» **Instruction**: List every line from the entries below that contains the string "barrier". Case counts.

» **Excerpted data**:

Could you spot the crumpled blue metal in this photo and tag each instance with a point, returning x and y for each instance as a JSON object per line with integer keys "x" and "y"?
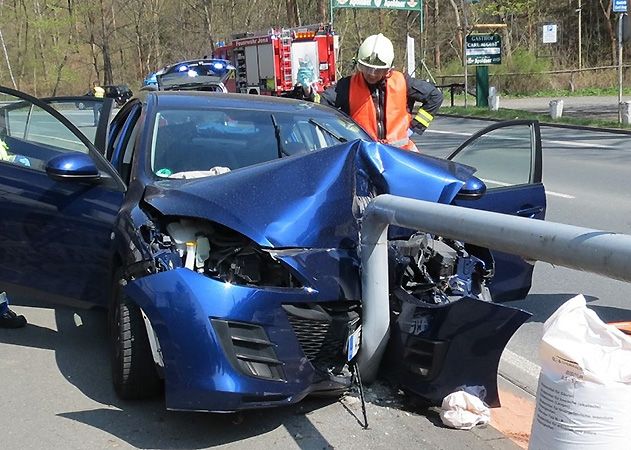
{"x": 310, "y": 200}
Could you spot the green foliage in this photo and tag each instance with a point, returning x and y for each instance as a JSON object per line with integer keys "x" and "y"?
{"x": 522, "y": 61}
{"x": 502, "y": 8}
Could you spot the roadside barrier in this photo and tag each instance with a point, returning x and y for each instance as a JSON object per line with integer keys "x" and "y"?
{"x": 601, "y": 252}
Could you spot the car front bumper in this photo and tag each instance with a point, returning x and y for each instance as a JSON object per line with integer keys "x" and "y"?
{"x": 227, "y": 347}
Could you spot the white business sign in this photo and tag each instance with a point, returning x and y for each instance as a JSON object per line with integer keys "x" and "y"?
{"x": 549, "y": 34}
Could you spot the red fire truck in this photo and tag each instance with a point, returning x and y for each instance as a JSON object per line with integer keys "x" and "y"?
{"x": 269, "y": 63}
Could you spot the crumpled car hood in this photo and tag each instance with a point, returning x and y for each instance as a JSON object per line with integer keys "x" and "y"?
{"x": 312, "y": 200}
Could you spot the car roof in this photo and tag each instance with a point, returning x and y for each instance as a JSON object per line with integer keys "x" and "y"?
{"x": 194, "y": 99}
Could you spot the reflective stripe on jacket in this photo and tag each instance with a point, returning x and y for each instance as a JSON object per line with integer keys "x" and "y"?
{"x": 397, "y": 119}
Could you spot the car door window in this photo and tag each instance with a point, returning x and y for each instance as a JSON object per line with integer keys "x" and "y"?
{"x": 31, "y": 136}
{"x": 503, "y": 156}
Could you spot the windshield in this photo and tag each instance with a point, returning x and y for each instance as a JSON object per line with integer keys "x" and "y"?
{"x": 195, "y": 143}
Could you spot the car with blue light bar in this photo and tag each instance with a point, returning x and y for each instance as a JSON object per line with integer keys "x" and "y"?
{"x": 221, "y": 232}
{"x": 198, "y": 74}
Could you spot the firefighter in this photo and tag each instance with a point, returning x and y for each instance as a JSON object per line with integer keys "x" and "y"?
{"x": 381, "y": 99}
{"x": 98, "y": 92}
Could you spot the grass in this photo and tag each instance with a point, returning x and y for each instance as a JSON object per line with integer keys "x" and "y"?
{"x": 584, "y": 92}
{"x": 512, "y": 114}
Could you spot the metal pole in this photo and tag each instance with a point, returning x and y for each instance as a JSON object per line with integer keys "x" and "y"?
{"x": 580, "y": 27}
{"x": 620, "y": 16}
{"x": 601, "y": 252}
{"x": 464, "y": 50}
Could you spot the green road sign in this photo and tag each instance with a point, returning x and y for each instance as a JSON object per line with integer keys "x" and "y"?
{"x": 406, "y": 5}
{"x": 483, "y": 49}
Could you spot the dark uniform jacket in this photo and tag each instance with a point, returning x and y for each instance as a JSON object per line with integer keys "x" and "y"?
{"x": 420, "y": 91}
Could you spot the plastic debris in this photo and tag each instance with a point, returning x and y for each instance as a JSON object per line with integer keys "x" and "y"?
{"x": 464, "y": 411}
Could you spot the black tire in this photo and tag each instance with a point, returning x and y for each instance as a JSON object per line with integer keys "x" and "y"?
{"x": 134, "y": 372}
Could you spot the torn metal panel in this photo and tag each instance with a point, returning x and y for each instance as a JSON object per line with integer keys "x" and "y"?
{"x": 436, "y": 349}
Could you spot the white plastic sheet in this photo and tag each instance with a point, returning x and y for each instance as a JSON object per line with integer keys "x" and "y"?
{"x": 464, "y": 411}
{"x": 584, "y": 392}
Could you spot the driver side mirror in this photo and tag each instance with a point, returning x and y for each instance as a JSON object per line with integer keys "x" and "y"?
{"x": 473, "y": 188}
{"x": 77, "y": 167}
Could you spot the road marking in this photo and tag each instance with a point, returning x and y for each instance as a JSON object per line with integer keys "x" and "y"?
{"x": 546, "y": 141}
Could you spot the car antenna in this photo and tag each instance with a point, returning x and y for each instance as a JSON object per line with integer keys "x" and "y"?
{"x": 279, "y": 140}
{"x": 357, "y": 379}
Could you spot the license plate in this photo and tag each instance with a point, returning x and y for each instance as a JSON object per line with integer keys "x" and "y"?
{"x": 353, "y": 342}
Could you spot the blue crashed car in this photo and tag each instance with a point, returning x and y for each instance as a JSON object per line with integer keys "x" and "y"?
{"x": 221, "y": 233}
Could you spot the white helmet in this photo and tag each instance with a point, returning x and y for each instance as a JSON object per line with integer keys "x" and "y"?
{"x": 376, "y": 52}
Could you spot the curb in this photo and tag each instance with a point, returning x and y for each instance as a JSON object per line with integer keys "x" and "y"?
{"x": 546, "y": 124}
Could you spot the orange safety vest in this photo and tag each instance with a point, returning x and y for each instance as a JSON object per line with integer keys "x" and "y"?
{"x": 398, "y": 119}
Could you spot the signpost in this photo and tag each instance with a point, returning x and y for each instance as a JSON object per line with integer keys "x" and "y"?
{"x": 482, "y": 50}
{"x": 620, "y": 7}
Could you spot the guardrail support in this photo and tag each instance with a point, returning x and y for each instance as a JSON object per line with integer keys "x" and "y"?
{"x": 600, "y": 252}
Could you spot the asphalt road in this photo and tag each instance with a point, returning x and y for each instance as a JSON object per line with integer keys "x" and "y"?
{"x": 56, "y": 389}
{"x": 586, "y": 175}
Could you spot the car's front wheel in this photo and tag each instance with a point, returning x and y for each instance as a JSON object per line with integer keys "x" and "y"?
{"x": 133, "y": 369}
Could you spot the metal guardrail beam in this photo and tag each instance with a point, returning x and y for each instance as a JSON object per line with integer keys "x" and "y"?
{"x": 601, "y": 252}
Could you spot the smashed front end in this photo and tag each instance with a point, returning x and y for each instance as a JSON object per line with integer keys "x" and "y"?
{"x": 253, "y": 296}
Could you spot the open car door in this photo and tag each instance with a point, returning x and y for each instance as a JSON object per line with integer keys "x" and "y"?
{"x": 437, "y": 349}
{"x": 507, "y": 156}
{"x": 59, "y": 199}
{"x": 91, "y": 115}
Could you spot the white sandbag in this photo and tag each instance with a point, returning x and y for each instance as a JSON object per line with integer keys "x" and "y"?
{"x": 464, "y": 411}
{"x": 584, "y": 392}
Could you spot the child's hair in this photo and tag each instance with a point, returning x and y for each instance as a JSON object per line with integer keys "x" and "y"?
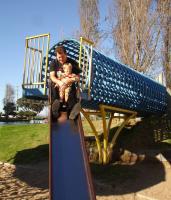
{"x": 60, "y": 49}
{"x": 67, "y": 65}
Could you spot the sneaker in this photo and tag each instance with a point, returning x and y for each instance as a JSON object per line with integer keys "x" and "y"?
{"x": 75, "y": 111}
{"x": 55, "y": 108}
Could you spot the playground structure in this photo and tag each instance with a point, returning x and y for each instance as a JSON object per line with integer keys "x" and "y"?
{"x": 106, "y": 87}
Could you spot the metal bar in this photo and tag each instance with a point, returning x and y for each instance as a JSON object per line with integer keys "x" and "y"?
{"x": 34, "y": 49}
{"x": 109, "y": 123}
{"x": 87, "y": 40}
{"x": 38, "y": 36}
{"x": 24, "y": 72}
{"x": 105, "y": 140}
{"x": 86, "y": 115}
{"x": 119, "y": 130}
{"x": 47, "y": 51}
{"x": 90, "y": 73}
{"x": 38, "y": 83}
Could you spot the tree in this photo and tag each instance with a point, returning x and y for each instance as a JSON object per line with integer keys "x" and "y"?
{"x": 89, "y": 20}
{"x": 31, "y": 105}
{"x": 136, "y": 32}
{"x": 165, "y": 10}
{"x": 9, "y": 105}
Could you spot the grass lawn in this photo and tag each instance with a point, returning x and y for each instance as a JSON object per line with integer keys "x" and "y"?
{"x": 22, "y": 143}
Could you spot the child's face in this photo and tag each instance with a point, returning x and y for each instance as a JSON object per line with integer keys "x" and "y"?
{"x": 67, "y": 69}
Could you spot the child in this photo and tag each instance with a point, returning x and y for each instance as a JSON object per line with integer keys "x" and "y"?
{"x": 67, "y": 79}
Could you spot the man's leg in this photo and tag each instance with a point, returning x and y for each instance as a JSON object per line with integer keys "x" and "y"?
{"x": 55, "y": 101}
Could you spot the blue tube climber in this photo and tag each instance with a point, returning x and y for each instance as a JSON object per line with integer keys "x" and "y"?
{"x": 112, "y": 83}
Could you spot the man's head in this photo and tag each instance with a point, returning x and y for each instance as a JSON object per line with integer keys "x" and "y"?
{"x": 67, "y": 67}
{"x": 61, "y": 54}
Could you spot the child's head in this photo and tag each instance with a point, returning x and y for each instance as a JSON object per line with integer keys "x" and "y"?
{"x": 67, "y": 67}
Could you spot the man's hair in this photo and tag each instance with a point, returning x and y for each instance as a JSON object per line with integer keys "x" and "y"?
{"x": 60, "y": 49}
{"x": 67, "y": 64}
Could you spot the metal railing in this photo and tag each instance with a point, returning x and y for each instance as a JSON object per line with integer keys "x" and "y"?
{"x": 36, "y": 62}
{"x": 85, "y": 63}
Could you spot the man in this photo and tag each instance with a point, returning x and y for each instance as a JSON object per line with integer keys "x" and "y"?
{"x": 56, "y": 67}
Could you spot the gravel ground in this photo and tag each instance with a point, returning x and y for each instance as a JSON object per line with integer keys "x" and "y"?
{"x": 152, "y": 181}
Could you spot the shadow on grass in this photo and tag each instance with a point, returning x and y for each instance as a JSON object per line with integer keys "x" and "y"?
{"x": 32, "y": 166}
{"x": 119, "y": 179}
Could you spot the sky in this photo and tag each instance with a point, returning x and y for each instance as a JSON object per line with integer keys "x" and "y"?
{"x": 21, "y": 18}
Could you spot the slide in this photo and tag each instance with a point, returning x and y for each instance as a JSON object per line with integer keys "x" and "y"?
{"x": 70, "y": 177}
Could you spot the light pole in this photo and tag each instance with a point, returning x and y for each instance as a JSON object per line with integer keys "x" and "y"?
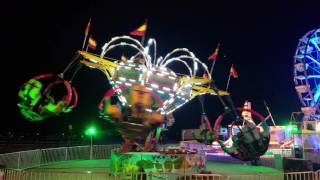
{"x": 91, "y": 131}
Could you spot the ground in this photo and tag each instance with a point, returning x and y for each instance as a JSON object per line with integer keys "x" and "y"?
{"x": 104, "y": 166}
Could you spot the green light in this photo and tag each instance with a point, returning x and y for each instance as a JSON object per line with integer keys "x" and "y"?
{"x": 91, "y": 131}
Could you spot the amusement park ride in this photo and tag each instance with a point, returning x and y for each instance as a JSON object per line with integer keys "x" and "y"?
{"x": 306, "y": 73}
{"x": 145, "y": 92}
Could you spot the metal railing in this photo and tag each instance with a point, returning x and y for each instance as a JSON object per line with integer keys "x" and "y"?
{"x": 17, "y": 165}
{"x": 45, "y": 175}
{"x": 38, "y": 157}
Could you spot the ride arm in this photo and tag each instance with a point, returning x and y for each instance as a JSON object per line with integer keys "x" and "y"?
{"x": 92, "y": 60}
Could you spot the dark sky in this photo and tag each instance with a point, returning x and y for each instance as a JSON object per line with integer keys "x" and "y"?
{"x": 258, "y": 37}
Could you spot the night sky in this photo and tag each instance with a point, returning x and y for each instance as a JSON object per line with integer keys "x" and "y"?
{"x": 258, "y": 38}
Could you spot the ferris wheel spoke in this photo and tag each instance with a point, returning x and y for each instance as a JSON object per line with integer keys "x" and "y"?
{"x": 314, "y": 60}
{"x": 315, "y": 42}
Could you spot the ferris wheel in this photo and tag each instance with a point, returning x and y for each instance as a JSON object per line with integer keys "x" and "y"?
{"x": 307, "y": 73}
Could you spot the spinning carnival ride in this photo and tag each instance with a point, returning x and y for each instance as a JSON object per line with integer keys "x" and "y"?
{"x": 307, "y": 73}
{"x": 144, "y": 93}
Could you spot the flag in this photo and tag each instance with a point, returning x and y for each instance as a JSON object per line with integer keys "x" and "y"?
{"x": 233, "y": 72}
{"x": 141, "y": 30}
{"x": 92, "y": 43}
{"x": 214, "y": 55}
{"x": 88, "y": 28}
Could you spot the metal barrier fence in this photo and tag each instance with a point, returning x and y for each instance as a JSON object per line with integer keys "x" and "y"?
{"x": 43, "y": 175}
{"x": 34, "y": 158}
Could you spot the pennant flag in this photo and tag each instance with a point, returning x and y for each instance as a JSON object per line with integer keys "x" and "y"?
{"x": 140, "y": 31}
{"x": 213, "y": 56}
{"x": 233, "y": 72}
{"x": 88, "y": 28}
{"x": 92, "y": 43}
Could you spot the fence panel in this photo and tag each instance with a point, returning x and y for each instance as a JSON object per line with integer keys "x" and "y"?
{"x": 10, "y": 160}
{"x": 29, "y": 159}
{"x": 53, "y": 155}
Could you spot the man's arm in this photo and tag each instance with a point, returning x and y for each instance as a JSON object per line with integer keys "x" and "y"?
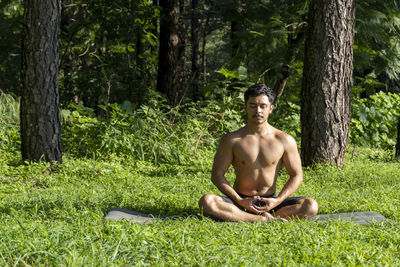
{"x": 291, "y": 161}
{"x": 222, "y": 160}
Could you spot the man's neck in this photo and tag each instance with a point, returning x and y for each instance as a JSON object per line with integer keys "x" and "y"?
{"x": 260, "y": 129}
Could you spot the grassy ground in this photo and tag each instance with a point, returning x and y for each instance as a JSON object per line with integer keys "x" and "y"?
{"x": 57, "y": 218}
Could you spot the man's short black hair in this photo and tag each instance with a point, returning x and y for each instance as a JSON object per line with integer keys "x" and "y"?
{"x": 259, "y": 89}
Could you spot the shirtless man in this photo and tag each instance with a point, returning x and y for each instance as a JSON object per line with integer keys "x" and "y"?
{"x": 257, "y": 151}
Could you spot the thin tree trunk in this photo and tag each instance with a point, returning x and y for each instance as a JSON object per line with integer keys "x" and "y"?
{"x": 293, "y": 50}
{"x": 326, "y": 88}
{"x": 194, "y": 38}
{"x": 203, "y": 52}
{"x": 40, "y": 115}
{"x": 397, "y": 154}
{"x": 170, "y": 69}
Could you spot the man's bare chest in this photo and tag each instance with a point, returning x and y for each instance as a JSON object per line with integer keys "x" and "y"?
{"x": 256, "y": 152}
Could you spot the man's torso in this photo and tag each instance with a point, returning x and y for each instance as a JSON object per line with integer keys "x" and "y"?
{"x": 257, "y": 160}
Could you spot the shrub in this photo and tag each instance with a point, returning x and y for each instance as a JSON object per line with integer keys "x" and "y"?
{"x": 374, "y": 120}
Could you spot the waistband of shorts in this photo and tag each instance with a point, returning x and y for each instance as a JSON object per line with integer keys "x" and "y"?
{"x": 268, "y": 196}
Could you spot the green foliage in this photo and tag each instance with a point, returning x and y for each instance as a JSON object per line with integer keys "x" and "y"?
{"x": 377, "y": 39}
{"x": 57, "y": 219}
{"x": 9, "y": 122}
{"x": 11, "y": 13}
{"x": 286, "y": 117}
{"x": 374, "y": 120}
{"x": 155, "y": 132}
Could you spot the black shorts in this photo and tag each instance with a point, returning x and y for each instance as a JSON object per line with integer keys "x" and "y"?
{"x": 287, "y": 202}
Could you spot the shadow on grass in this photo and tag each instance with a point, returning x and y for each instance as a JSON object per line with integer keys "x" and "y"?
{"x": 153, "y": 212}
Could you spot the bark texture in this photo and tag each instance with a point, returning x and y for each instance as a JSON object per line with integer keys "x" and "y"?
{"x": 397, "y": 154}
{"x": 40, "y": 115}
{"x": 170, "y": 61}
{"x": 194, "y": 39}
{"x": 327, "y": 75}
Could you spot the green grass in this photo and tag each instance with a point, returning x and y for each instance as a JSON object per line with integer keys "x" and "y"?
{"x": 57, "y": 219}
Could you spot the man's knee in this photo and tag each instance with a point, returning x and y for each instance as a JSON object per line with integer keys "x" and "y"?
{"x": 311, "y": 207}
{"x": 207, "y": 202}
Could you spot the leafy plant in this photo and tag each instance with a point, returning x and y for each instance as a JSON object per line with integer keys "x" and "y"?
{"x": 374, "y": 120}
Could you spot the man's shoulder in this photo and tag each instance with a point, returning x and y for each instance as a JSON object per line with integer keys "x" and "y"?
{"x": 233, "y": 136}
{"x": 285, "y": 138}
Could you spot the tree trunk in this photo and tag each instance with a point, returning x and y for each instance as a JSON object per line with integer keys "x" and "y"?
{"x": 397, "y": 154}
{"x": 203, "y": 52}
{"x": 40, "y": 115}
{"x": 326, "y": 88}
{"x": 194, "y": 39}
{"x": 170, "y": 67}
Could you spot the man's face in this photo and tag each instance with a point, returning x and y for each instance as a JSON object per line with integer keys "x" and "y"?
{"x": 258, "y": 109}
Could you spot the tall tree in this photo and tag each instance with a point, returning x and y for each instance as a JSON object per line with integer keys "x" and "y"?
{"x": 194, "y": 40}
{"x": 170, "y": 61}
{"x": 327, "y": 76}
{"x": 397, "y": 154}
{"x": 40, "y": 115}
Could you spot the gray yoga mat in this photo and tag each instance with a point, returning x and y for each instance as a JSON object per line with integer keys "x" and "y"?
{"x": 360, "y": 217}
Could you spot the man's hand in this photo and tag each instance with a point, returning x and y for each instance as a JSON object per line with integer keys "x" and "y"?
{"x": 270, "y": 203}
{"x": 248, "y": 204}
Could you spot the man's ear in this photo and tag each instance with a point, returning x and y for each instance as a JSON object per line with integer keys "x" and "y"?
{"x": 272, "y": 107}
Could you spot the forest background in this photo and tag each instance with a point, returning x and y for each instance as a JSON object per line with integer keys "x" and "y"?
{"x": 128, "y": 142}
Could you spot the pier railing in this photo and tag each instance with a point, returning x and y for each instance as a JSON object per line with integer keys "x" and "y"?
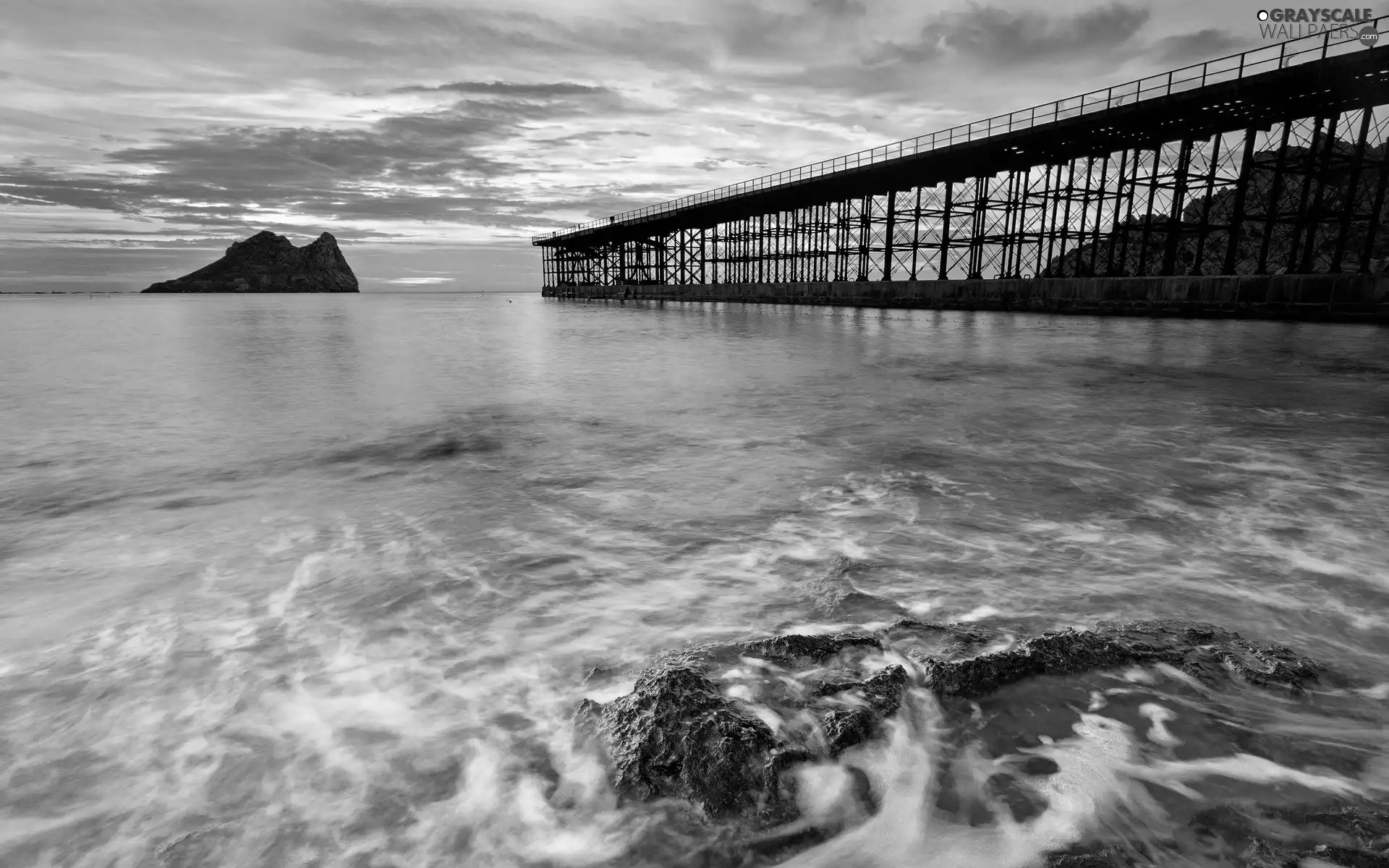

» **Solution**:
Could you spot the roadside barrier in this photo and tag each instance with a point, returning x and y for each instance as a JSON object per line with integer keys "x" and "y"?
Could you spot the metal barrier fence in this photo and tag each instance with a point, returning x and y for each instance as a JSON object per line with integer keys "x" and "y"?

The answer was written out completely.